Task to complete: Your task is to write out the lines from the line containing "A single pin marks each instance of the large" through the last line of the material, exactly.

***

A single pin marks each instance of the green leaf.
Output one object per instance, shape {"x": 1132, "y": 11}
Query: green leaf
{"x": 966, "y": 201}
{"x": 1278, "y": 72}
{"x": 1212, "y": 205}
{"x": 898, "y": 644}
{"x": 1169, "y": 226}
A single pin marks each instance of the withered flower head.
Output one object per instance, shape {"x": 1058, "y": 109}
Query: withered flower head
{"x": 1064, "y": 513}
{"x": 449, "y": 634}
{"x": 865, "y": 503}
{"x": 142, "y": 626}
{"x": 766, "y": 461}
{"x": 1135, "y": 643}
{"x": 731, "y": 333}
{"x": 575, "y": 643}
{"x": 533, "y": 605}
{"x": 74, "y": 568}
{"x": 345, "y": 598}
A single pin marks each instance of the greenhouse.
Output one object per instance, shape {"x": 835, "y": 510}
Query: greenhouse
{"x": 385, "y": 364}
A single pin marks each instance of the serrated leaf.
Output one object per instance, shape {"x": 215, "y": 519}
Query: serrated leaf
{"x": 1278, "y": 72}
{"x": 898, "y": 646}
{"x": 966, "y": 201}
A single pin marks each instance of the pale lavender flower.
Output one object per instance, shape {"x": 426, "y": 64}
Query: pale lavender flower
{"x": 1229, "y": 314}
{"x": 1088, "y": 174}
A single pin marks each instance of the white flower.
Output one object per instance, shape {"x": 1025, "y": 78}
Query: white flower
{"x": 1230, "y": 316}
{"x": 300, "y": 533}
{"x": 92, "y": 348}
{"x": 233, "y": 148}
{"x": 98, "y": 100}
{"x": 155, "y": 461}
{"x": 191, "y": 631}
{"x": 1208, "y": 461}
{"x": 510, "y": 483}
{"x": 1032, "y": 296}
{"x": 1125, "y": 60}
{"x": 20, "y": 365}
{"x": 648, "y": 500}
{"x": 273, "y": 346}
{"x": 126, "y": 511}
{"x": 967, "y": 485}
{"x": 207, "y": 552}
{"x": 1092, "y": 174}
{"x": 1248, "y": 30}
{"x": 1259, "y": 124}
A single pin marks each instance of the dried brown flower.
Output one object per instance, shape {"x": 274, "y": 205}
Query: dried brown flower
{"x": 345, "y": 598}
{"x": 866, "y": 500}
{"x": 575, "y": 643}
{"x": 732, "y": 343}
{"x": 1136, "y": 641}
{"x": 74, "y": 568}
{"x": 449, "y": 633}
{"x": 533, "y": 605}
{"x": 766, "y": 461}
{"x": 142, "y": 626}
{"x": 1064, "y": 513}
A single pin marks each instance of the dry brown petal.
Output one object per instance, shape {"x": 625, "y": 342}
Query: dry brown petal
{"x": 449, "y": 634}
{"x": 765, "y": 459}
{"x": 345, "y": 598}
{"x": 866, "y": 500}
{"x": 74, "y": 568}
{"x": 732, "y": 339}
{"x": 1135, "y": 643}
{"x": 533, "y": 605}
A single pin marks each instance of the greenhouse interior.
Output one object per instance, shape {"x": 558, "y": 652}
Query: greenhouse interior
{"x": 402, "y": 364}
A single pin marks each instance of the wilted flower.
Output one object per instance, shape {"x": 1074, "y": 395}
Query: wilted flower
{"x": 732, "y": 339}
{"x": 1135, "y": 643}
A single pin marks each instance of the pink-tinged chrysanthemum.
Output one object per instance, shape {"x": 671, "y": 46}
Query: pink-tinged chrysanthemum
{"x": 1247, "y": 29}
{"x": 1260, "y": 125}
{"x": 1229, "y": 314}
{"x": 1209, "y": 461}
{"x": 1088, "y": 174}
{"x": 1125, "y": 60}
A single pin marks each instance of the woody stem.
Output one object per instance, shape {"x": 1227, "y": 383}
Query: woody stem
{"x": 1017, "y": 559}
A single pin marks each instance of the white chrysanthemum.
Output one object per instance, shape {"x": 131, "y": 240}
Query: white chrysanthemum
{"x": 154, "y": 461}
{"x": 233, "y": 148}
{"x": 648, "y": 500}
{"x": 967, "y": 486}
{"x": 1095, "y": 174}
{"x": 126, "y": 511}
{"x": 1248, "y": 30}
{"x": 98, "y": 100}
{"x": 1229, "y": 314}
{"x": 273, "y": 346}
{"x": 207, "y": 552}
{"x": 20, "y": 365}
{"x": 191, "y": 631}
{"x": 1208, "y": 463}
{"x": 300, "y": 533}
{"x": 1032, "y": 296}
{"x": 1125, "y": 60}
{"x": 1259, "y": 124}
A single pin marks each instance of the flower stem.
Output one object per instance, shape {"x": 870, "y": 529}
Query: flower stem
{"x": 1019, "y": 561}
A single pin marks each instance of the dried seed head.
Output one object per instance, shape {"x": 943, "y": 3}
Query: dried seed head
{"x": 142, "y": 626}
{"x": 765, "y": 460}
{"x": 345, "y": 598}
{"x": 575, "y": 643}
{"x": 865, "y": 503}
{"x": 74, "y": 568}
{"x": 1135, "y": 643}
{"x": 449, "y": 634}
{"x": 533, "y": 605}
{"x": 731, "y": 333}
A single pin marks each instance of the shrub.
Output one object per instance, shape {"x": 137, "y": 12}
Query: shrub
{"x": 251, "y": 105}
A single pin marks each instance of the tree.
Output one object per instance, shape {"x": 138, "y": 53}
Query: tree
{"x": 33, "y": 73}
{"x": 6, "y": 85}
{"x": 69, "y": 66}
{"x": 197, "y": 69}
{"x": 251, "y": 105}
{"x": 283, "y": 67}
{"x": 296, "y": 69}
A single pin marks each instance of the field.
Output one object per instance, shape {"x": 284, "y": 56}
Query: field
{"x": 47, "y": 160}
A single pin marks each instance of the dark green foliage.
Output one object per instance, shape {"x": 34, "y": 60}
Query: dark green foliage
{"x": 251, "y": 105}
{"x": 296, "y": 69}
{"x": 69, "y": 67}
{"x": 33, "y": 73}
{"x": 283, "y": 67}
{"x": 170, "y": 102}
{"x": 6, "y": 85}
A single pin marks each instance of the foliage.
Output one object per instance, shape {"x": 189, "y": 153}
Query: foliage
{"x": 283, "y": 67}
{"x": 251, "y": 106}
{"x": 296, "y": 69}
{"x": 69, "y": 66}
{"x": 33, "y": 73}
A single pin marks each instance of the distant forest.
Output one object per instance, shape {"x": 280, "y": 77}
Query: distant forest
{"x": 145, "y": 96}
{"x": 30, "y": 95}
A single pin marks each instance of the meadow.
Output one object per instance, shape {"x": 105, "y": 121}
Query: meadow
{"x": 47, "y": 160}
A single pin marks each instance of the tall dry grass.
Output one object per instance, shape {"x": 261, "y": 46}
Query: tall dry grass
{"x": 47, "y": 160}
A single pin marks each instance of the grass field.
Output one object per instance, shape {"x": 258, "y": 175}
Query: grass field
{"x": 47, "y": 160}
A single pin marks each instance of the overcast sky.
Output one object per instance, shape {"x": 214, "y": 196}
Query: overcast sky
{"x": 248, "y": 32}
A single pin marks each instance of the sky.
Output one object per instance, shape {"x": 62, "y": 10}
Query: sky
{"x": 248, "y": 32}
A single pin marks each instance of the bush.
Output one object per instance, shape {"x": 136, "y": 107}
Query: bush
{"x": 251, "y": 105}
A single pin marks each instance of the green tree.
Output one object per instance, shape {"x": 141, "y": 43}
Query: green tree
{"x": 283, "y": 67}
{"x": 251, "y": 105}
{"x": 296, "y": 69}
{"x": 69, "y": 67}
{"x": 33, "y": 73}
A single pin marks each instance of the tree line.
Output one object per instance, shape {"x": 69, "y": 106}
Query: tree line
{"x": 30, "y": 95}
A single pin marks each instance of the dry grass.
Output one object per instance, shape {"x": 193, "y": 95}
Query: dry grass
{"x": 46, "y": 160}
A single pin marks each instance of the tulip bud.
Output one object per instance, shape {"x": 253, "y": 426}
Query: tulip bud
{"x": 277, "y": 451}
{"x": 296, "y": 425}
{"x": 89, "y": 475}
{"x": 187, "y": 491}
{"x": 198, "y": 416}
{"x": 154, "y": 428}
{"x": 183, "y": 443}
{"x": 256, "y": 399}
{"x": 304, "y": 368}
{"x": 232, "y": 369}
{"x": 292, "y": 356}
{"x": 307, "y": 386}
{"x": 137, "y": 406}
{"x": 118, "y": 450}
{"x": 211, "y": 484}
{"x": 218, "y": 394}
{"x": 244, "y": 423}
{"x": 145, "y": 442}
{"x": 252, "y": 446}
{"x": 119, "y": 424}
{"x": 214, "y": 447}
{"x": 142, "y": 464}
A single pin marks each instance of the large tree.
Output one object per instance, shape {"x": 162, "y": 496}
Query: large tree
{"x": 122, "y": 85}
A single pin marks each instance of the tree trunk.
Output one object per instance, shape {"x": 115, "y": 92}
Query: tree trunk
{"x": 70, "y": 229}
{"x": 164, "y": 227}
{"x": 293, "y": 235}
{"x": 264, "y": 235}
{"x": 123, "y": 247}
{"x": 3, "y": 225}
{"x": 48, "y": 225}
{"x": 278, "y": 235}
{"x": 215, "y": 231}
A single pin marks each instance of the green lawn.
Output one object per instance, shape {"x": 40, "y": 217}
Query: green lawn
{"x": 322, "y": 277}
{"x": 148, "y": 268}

***

Expected answer:
A single pin marks each instance of the large tree.
Output one object per instance, shape {"x": 162, "y": 496}
Query: large tree
{"x": 122, "y": 85}
A single pin marks each instance of the tree trunk.
Output one object per instance, shape {"x": 115, "y": 92}
Query: tree trunk
{"x": 70, "y": 229}
{"x": 164, "y": 227}
{"x": 293, "y": 235}
{"x": 264, "y": 235}
{"x": 123, "y": 247}
{"x": 3, "y": 225}
{"x": 48, "y": 225}
{"x": 278, "y": 235}
{"x": 215, "y": 231}
A single pin marks each instance of the green lawn.
Output one object per instance, shape {"x": 40, "y": 217}
Query: green lawn
{"x": 322, "y": 277}
{"x": 148, "y": 268}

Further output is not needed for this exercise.